Each record below is to be retyped exactly, with its pictures omitted.

═════ Exercise material ═════

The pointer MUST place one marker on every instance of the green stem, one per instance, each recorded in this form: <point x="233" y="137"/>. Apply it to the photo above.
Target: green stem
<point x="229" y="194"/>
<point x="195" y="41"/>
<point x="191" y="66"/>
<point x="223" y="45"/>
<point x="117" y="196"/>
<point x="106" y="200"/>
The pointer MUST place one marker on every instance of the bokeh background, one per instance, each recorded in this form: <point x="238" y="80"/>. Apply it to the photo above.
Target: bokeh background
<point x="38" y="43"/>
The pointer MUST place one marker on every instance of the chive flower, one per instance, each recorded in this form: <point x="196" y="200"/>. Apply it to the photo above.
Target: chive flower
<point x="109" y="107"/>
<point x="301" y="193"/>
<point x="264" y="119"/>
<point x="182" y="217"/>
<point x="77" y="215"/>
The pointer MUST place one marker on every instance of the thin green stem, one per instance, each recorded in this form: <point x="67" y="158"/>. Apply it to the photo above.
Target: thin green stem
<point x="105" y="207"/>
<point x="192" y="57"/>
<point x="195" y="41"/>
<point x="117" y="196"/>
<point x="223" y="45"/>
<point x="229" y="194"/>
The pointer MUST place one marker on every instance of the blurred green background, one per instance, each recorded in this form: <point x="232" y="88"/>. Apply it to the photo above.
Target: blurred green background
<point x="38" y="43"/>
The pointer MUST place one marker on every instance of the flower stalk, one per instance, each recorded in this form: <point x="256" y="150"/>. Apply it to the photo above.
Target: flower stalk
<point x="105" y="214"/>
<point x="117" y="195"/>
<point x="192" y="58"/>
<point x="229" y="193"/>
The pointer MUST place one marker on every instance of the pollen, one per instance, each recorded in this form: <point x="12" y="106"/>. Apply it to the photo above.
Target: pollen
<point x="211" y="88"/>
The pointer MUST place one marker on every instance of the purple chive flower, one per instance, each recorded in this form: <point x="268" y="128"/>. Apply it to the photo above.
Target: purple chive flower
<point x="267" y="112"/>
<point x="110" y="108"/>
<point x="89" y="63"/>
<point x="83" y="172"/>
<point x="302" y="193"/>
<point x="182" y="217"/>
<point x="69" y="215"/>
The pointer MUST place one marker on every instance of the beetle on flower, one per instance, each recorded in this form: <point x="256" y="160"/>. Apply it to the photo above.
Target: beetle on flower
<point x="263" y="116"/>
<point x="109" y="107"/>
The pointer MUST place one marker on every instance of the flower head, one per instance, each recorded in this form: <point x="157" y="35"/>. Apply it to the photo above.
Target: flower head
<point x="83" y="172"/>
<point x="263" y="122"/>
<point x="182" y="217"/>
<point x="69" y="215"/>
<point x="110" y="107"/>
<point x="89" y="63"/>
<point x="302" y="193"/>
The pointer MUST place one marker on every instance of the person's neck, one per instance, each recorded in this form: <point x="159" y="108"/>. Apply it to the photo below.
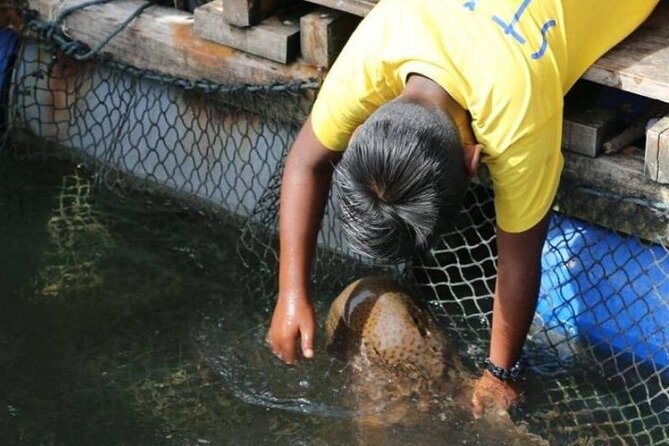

═════

● Output for this exercise
The pointer MUST place one marker on every instance of the green stem, one per instance, each recorded in this form: <point x="233" y="137"/>. Apply it to the photo above.
Target: green stem
<point x="229" y="194"/>
<point x="195" y="41"/>
<point x="191" y="66"/>
<point x="223" y="45"/>
<point x="117" y="196"/>
<point x="106" y="200"/>
The pointer MUST place one marker on every instance of the bokeh background, one per instance, each recorded in this form: <point x="238" y="80"/>. Apply it to the photo above.
Target: bokeh background
<point x="38" y="43"/>
The pointer MUST place one marker on every instance of the chive flower, one per instance, each recorded in this form: <point x="196" y="200"/>. Apply it to the photo above.
Target: chive flower
<point x="109" y="107"/>
<point x="301" y="193"/>
<point x="264" y="119"/>
<point x="182" y="217"/>
<point x="77" y="215"/>
The pointer MUST place one marker on every instance of the thin green stem, one per instance, each recorded in this form: <point x="67" y="158"/>. Apply it to the photo above.
Target: thin green stem
<point x="105" y="207"/>
<point x="192" y="57"/>
<point x="195" y="41"/>
<point x="117" y="196"/>
<point x="223" y="45"/>
<point x="229" y="194"/>
The pointer MUST place one marker on every instance of the blurred green background, one per instance, each recorded in this form: <point x="232" y="88"/>. Apply it to the photo above.
Target: blurred green background
<point x="38" y="43"/>
The pointer MUST place one marker on every instance of the flower stalk, one per instance, each recorded in this form: <point x="256" y="150"/>. Apply it to the photo above.
Target: flower stalk
<point x="105" y="214"/>
<point x="117" y="195"/>
<point x="192" y="58"/>
<point x="229" y="193"/>
The pointer MUST place one marker on every instance of the pollen, one per instance, each recorded in this form: <point x="12" y="106"/>. Apply it to the photo above.
Target: pollen
<point x="211" y="88"/>
The pointer MUST place one marker on every instance of the purple chive flower, one per instance, each recorded in this form: <point x="268" y="128"/>. Apply it to the photo above.
Target: purple chive flower
<point x="267" y="112"/>
<point x="110" y="108"/>
<point x="89" y="63"/>
<point x="83" y="172"/>
<point x="302" y="193"/>
<point x="182" y="217"/>
<point x="69" y="215"/>
The pointer MUST place one marker on every instance of the beetle on flower, one per instance, each recorded in this form: <point x="256" y="160"/>. Apply it to the photo above.
Target: beetle on flower
<point x="263" y="116"/>
<point x="109" y="107"/>
The pointer MUST place one marker on every instance of the flower head, one per instance, each recorded in this form: <point x="157" y="35"/>. Apply it to the photo above.
Target: flower head
<point x="83" y="172"/>
<point x="263" y="122"/>
<point x="182" y="217"/>
<point x="69" y="215"/>
<point x="110" y="107"/>
<point x="89" y="63"/>
<point x="302" y="193"/>
The pointer MUST place one marker on every instance of the person's neck, one per instance, each recorded in this form: <point x="159" y="108"/>. Apply it to the photo below.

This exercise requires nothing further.